** START OF GIVEN RECORDS **

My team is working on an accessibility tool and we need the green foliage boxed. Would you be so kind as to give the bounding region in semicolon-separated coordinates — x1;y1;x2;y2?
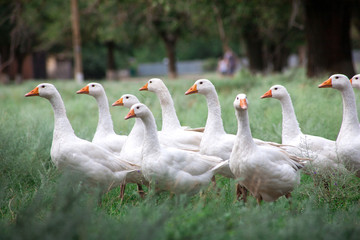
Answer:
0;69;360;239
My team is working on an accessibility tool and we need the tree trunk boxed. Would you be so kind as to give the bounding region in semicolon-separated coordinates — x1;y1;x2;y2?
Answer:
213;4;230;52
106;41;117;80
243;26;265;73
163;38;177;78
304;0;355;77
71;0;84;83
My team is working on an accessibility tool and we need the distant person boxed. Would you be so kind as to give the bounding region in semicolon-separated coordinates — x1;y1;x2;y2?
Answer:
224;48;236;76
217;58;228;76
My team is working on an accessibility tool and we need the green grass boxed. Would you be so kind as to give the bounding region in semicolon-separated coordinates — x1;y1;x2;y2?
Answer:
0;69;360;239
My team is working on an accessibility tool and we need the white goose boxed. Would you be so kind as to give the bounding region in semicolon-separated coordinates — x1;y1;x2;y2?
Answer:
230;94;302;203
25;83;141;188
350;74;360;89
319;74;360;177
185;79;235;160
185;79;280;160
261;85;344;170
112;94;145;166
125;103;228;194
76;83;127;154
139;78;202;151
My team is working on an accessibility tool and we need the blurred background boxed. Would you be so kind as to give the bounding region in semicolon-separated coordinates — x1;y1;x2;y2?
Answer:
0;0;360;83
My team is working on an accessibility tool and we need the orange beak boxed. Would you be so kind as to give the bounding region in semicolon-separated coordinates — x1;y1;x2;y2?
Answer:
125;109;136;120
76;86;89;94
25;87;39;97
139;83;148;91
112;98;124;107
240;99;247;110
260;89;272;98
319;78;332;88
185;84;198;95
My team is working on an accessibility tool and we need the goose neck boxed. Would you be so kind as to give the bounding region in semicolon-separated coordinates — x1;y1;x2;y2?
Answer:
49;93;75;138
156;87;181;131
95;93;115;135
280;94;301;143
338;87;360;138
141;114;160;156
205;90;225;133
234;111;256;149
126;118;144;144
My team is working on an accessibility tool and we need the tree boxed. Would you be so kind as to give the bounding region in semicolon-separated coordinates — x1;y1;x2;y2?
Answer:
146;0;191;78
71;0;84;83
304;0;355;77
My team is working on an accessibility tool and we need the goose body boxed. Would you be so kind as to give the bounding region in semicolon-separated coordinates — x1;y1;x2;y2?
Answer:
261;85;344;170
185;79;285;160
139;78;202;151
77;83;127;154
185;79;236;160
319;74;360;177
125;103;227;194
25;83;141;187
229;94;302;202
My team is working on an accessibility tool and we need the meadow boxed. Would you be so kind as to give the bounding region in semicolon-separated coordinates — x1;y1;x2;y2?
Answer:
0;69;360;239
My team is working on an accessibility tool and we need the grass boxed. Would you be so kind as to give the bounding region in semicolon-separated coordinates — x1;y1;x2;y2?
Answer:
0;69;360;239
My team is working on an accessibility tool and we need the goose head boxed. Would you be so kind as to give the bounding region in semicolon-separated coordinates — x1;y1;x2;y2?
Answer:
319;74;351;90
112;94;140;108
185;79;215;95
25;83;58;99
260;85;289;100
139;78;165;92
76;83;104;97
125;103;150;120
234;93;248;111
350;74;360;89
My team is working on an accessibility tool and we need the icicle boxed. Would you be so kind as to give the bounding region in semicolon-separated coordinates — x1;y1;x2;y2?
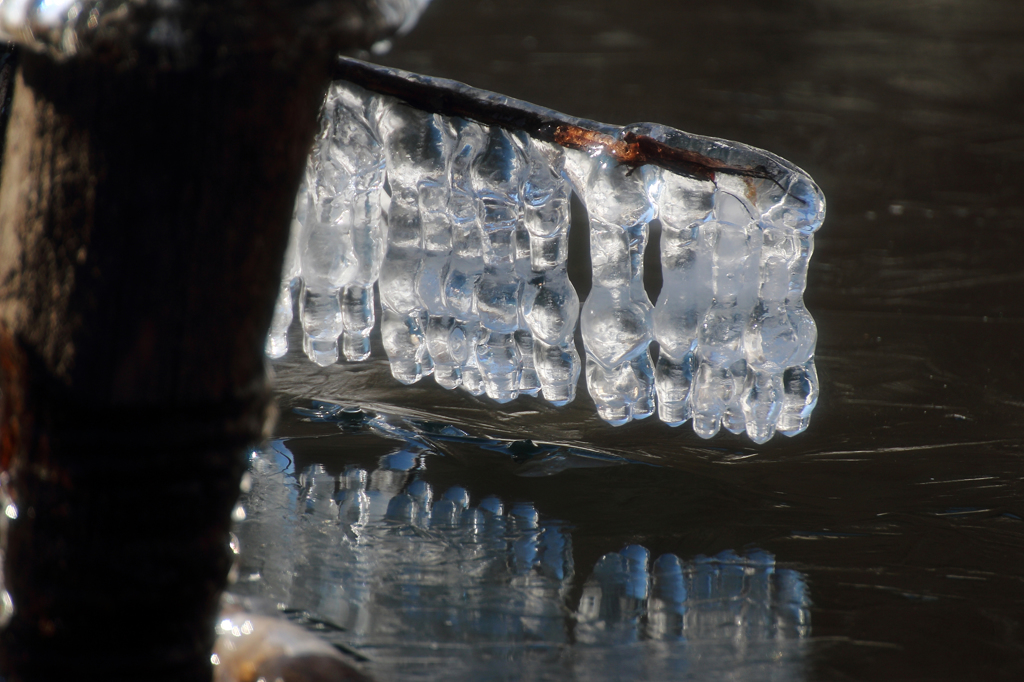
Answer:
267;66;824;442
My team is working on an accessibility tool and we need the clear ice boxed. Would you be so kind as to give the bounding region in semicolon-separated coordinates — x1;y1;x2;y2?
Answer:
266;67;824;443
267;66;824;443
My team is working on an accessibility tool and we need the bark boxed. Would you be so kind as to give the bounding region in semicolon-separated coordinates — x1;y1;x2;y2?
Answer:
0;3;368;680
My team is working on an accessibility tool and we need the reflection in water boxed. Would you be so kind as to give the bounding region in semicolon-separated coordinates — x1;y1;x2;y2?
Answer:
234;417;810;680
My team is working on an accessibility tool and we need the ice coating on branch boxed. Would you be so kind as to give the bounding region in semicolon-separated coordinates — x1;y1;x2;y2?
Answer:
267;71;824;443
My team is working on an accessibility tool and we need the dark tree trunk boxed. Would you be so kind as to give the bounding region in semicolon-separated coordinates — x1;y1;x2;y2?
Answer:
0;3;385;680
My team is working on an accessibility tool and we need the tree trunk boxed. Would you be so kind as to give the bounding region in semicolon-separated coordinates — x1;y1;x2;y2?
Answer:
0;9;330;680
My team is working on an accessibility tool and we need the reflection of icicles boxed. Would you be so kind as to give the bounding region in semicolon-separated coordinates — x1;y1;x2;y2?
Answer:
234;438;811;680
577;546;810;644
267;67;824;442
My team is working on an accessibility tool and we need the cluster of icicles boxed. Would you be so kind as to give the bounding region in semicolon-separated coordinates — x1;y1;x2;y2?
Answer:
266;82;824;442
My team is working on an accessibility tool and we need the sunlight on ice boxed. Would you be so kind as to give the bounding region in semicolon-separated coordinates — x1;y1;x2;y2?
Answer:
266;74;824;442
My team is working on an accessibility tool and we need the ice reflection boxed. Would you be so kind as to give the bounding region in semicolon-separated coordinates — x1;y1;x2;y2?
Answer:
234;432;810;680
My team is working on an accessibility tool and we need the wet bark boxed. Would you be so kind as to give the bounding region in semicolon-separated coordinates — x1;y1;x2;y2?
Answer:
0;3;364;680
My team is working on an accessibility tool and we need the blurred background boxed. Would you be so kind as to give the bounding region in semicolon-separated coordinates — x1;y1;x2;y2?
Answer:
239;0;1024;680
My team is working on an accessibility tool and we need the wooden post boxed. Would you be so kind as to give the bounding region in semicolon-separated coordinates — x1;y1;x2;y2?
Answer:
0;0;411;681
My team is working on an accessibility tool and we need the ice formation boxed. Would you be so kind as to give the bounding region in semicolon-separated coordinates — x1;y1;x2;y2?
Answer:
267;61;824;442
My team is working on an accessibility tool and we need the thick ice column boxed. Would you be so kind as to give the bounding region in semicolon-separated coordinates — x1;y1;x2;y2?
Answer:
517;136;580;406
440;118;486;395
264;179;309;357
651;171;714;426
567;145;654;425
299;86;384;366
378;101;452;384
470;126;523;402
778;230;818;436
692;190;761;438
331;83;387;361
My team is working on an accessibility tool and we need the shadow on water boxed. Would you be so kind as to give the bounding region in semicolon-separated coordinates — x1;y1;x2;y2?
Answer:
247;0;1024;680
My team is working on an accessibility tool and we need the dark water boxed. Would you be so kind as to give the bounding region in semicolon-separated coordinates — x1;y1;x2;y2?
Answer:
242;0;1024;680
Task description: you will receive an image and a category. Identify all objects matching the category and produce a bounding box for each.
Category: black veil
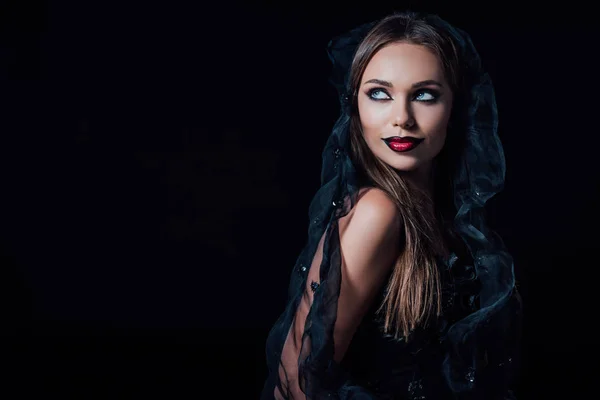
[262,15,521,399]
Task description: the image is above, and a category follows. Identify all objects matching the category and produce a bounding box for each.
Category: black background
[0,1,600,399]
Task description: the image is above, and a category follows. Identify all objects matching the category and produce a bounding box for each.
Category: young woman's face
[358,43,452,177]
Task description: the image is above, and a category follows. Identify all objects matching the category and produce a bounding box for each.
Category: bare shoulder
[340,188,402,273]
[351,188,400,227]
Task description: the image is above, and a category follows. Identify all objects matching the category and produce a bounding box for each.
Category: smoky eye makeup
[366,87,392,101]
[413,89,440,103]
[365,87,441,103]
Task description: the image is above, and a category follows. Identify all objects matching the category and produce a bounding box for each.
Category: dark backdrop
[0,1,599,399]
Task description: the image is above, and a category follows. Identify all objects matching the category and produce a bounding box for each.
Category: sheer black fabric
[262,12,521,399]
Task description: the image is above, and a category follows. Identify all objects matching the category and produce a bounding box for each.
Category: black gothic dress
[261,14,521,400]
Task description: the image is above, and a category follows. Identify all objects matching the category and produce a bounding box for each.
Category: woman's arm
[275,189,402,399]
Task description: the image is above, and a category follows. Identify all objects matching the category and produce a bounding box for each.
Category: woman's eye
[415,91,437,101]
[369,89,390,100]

** END OF GIVEN RECORDS **
** START OF GIVEN RECORDS **

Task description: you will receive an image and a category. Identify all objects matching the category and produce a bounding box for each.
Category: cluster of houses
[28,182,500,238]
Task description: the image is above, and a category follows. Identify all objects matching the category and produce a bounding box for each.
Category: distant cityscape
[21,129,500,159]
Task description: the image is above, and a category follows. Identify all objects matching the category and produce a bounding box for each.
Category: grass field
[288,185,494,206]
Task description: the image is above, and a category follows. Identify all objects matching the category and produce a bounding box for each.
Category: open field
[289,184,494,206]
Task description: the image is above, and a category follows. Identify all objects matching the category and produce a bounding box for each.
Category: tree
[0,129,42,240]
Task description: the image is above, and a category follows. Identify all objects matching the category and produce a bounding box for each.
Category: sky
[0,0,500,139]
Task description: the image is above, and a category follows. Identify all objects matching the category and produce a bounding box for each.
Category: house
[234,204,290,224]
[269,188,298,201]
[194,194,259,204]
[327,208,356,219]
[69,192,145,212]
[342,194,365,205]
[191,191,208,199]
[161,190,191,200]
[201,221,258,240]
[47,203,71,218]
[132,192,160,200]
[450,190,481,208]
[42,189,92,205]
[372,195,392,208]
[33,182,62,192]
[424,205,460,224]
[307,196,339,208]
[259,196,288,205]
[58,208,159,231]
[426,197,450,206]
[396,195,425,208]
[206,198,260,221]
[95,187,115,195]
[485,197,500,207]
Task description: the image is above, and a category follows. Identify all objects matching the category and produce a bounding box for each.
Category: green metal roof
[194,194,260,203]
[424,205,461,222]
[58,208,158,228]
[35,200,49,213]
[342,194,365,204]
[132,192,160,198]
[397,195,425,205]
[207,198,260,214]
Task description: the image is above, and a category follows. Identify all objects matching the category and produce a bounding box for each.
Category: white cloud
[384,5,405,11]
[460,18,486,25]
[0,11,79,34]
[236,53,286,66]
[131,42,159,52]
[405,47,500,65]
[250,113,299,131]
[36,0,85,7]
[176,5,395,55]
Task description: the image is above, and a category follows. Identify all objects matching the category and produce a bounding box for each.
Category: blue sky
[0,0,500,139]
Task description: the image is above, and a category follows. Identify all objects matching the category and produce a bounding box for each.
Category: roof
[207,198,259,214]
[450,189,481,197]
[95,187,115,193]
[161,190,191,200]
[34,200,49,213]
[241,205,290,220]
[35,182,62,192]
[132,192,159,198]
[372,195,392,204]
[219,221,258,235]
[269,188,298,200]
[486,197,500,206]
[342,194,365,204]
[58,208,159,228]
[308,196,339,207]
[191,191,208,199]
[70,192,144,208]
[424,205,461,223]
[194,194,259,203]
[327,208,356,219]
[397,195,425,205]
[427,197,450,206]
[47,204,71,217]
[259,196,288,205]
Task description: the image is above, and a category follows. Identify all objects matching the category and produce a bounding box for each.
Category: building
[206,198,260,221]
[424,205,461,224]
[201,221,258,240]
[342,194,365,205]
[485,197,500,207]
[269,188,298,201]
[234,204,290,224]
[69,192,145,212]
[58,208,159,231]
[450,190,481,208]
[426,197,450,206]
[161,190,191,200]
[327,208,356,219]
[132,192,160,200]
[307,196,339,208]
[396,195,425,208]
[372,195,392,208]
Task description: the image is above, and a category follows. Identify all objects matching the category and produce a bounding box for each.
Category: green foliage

** END OF GIVEN RECORDS **
** START OF GIVEN RECORDS **

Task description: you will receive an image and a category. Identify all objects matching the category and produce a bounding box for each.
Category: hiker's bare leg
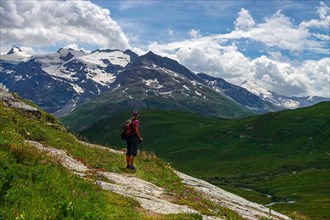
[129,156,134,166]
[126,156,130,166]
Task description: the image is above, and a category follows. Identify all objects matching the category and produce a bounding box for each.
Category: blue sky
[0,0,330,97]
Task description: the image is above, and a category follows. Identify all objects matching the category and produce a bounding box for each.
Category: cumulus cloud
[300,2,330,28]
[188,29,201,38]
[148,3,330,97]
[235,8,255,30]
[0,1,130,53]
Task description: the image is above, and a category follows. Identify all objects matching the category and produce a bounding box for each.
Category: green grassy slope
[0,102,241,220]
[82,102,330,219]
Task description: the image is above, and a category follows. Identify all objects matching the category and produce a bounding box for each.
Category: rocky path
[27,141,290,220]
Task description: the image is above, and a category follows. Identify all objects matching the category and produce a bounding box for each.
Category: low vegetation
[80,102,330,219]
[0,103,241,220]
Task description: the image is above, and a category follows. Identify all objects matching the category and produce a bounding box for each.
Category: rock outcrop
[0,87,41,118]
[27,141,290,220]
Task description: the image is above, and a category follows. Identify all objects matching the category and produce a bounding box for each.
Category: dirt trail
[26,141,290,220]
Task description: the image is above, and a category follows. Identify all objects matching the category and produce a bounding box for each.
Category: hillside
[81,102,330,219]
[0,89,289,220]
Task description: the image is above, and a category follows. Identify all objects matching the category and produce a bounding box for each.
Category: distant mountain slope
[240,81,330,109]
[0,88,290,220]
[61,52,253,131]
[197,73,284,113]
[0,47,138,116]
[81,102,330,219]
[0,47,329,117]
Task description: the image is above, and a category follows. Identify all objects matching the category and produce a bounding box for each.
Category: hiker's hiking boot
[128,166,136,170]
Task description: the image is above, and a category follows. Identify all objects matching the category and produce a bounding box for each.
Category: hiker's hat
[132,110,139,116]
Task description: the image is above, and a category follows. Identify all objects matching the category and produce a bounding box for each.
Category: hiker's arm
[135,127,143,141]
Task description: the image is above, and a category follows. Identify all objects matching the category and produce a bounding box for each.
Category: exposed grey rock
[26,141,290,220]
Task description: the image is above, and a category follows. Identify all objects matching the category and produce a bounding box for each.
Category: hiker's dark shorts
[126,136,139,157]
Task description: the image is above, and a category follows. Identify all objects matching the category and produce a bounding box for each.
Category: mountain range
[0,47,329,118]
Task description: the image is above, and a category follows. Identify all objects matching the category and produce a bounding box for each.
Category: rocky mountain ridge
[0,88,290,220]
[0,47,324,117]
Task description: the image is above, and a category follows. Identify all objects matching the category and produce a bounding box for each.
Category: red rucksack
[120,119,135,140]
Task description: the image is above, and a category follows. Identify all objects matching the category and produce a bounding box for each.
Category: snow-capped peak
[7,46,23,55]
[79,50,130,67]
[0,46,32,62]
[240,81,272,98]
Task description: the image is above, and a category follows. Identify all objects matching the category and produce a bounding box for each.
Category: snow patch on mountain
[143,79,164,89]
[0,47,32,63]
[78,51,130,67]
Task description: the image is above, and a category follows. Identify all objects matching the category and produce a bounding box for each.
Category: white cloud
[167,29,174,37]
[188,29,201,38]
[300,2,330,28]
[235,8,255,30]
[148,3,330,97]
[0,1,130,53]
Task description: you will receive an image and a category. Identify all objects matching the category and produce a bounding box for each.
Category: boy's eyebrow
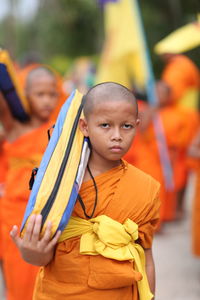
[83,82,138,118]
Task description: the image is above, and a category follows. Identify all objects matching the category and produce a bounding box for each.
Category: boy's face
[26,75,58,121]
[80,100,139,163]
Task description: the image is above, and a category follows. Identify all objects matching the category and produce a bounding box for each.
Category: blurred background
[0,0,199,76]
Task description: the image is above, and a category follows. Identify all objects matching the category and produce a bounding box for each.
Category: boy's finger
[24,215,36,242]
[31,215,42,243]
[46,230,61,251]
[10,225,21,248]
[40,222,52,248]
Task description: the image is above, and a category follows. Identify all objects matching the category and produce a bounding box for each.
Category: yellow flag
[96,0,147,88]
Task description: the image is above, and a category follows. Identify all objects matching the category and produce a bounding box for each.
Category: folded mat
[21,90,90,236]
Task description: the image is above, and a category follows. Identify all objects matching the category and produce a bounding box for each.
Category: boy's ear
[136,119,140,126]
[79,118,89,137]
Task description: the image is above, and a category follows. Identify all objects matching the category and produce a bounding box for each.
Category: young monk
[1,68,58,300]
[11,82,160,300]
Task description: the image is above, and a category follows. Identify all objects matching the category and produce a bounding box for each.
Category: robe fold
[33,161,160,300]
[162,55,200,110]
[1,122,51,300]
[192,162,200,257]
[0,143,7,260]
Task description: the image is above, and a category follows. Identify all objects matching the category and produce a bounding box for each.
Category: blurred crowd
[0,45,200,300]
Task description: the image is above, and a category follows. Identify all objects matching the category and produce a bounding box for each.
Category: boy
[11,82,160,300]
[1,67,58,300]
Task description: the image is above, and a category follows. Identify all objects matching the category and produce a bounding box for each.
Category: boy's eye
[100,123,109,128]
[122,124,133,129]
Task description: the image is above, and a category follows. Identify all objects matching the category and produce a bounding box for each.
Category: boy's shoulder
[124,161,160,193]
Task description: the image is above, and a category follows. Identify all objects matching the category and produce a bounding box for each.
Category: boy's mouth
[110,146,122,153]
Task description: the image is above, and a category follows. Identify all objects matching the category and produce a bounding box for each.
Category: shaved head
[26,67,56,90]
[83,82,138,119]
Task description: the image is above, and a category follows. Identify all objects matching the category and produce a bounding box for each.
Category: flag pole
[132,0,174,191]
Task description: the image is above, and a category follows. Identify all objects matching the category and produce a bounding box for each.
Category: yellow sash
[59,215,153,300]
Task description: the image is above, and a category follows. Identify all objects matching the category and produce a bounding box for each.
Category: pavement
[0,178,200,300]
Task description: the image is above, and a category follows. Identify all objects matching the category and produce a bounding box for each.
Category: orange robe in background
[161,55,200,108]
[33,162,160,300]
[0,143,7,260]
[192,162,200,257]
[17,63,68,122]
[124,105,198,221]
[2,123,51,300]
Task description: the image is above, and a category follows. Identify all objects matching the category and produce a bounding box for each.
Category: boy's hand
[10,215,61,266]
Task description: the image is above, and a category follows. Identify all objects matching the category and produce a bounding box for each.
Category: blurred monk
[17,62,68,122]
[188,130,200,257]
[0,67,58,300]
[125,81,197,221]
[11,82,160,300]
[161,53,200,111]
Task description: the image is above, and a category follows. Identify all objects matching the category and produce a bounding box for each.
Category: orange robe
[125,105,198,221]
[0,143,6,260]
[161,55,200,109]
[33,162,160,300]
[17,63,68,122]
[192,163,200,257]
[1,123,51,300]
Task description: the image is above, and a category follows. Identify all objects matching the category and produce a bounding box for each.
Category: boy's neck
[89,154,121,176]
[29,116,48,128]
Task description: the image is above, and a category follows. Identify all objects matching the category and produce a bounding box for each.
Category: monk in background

** END OF GIVEN RECORDS **

# TASK GOAL
Please pull out every line of the material above that contains the word "snow", copying each such line in full.

# COMPLETE OUTPUT
Category: snow-capped peak
Category: snow patch on mountain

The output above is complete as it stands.